**AIM**. Can you write out every line of the records below word for word, omitting the pictures?

▬▬▬

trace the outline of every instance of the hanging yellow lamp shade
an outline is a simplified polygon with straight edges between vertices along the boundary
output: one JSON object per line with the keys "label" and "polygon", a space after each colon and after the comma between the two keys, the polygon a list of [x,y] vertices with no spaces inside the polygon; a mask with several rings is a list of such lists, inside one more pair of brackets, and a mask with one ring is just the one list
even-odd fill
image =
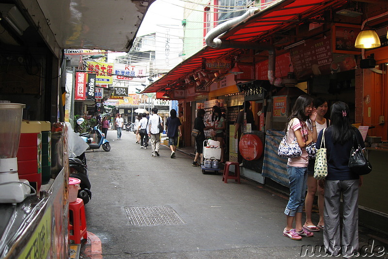
{"label": "hanging yellow lamp shade", "polygon": [[362,30],[357,36],[355,47],[358,49],[372,49],[381,46],[376,31],[372,29]]}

▬▬▬

**WRITTEN SOLUTION**.
trace the outline of every instance of the hanging yellow lamp shade
an outline is a simplified polygon with straight edges between vertices along the boundary
output: one JSON object per line with the keys "label" and "polygon", a space after each colon and after the comma between the two keys, the polygon a list of [x,y] vertices with no spaces inside the polygon; a mask with several rings is a list of such lists, inside one more pair of brackets, and a mask with one ring is just the one list
even-odd fill
image =
{"label": "hanging yellow lamp shade", "polygon": [[362,30],[357,36],[355,47],[358,49],[372,49],[381,46],[376,31],[372,29]]}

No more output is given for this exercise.